__What is expected__. Make an exact copy of all the data.

..........

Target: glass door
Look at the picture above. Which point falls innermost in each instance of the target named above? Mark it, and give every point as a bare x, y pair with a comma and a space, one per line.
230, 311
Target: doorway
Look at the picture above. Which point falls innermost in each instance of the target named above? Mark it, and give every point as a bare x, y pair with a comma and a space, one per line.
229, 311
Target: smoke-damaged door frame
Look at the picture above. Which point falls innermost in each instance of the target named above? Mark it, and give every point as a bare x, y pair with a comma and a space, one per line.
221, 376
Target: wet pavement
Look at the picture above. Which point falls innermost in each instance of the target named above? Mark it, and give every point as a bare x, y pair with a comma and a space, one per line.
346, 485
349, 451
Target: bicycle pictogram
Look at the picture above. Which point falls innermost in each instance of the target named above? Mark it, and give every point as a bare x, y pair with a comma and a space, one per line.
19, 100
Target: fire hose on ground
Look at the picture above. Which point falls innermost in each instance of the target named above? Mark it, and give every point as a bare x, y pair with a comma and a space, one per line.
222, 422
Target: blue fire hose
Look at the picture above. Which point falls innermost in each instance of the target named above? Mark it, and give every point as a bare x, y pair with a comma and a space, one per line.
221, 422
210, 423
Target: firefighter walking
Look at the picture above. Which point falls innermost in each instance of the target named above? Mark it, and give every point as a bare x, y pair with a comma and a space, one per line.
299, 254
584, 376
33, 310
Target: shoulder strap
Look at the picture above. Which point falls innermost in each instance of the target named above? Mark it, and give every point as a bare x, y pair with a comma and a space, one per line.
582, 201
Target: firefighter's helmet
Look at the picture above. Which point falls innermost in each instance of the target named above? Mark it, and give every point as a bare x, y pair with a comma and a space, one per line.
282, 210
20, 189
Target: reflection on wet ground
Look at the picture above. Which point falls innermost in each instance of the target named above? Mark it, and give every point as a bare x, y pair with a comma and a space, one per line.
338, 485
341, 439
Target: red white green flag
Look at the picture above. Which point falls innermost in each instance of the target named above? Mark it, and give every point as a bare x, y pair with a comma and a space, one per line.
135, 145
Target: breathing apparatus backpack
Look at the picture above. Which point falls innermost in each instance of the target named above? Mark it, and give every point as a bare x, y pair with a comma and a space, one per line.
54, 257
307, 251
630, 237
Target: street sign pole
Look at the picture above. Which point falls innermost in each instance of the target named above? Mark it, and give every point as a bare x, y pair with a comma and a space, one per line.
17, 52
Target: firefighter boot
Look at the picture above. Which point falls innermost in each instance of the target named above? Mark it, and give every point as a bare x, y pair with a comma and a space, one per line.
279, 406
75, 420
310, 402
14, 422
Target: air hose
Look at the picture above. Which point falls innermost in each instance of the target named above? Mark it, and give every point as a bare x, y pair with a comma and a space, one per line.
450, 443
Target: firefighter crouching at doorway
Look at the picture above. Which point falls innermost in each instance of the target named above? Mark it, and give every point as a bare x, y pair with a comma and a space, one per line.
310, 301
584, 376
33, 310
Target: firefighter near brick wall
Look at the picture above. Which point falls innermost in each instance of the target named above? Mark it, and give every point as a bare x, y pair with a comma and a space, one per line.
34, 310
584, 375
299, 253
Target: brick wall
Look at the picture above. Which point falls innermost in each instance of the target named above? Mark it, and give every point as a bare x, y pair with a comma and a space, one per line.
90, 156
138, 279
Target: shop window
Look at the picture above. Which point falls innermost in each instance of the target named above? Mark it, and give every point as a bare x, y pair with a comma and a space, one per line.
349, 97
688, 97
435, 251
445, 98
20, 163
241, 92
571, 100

..........

__Task result__.
Target: glass door
Look at the picture above. Which point falls innermost in each instance of the target named above? Mark it, and give every point as a bare x, y pair with a comma and a space, one per line.
230, 311
Target: doorway
Look at the picture above. Which point falls innermost in each instance of the target named above? Mark it, and give every point as a bare x, y pair with a comma and a space, one per line.
229, 311
Target: smoke-damaged door frame
Look at the picture above. Which point falls innermost in each instance of the target named above? Mark it, and give every point as a bare x, y pair with a comma and a space, one per line.
221, 376
Target: wet pavement
Look at the picture above. Which point falls innermost in each instance of the target named above? Mark it, and give every point as a bare x, y pair with a comma and a space, one per line.
346, 485
349, 451
Target: bicycle pictogram
Look at the picture above. Which point falls innermost in each instance of the target named above? Mark it, and give every point as a bare x, y pair with a comma and a space, one per line.
19, 100
Target: fire hose on ground
Look at the picture above. Which point falls innermost in each instance of the target named above? Mark it, and give every point as a bare x, y pair with a comma and a space, one per line.
222, 422
Target: blue fire hose
Look at the picture above. Which point falls innermost in each instance of the target named above? Mark it, and give every point as a bare x, y pair with a comma and a space, one per line.
221, 422
210, 423
Target: firefighter walking
Look at the picture above. Which point falls innermost in each instance of the target named above? Mark it, and give every point as a bare x, y pair with a comma and a space, one per line.
299, 254
584, 376
33, 310
Target: shoulder strap
Look at the picture above. Which point falls innermost in each instance of the target named above? Mark it, and give every point as a bare x, y pair with a comma and a space, one per line.
582, 201
Target: firefighter's helmet
Look at the picture above. Which point falls innermost in each instance of the target named above? Mark it, and give every point as a bare x, y pair with a comma and a space, one per line.
282, 210
20, 189
Target: reflection on wet ground
Look at the picture above. Which point falls innermost in each instance of the target named above? Mark it, and give every point as a bare x, y pair with a comma and a space, one per line.
338, 485
341, 439
Target: red white green flag
Look at the picture above. Which point falls innermost in each instance of the target named above? Mark it, and give every point as a bare x, y pair with a comma and a space, one per line.
135, 145
Target: breathing apparatus backpack
Look at the picture above. Which point falls innermost in each instance of the target named above? Mark it, and give every point as a bare x, y pair with a comma and a space, one per line.
54, 257
307, 251
630, 237
Target: street sign pole
Look at the picture above. Which point falls innermost in each instance of the target named above? Mark it, and give every point as a bare x, y pair with a comma and a space, one per line.
17, 52
Target: firefighter boot
Look at the picture above. Which point falls innermost in each instance of the target named above? Mark it, and give every point as a bare x, y pair with a comma and a space, one per line.
279, 406
75, 420
310, 402
14, 422
Target: air hose
Look at the picture above. Which point falls innermost in each instance of the target named above? Mark it, and give every point as a bare x, y pair with a comma and a space, one per line.
450, 443
Target: firefighter crouching at doorway
Look at the picture above. Which point falls innermost in each instance of the target named above? Mark it, and give every point as a bare x, y pair with a comma and a space, one per line.
310, 301
584, 376
33, 310
Target: firefighter near brick wall
Look at the picture above. Which point falls innermost in each instance of the target named above? Mark it, and give every point as a bare x, y pair with a comma and a space, one per line.
34, 310
584, 375
299, 253
Target: brick wall
Look at the picture above. Which point falls innermost in each instance of the target named above? Mark it, and give every point as a bare x, y pair with a comma and a space, one per line.
90, 156
138, 279
Target: shop window
Look at the picture above. Which point falls innermost in each instance of the target named above? Mark it, and give every point as a bare x, y pair with a comma and a space, one per line.
349, 97
688, 97
435, 251
445, 98
20, 163
241, 92
571, 100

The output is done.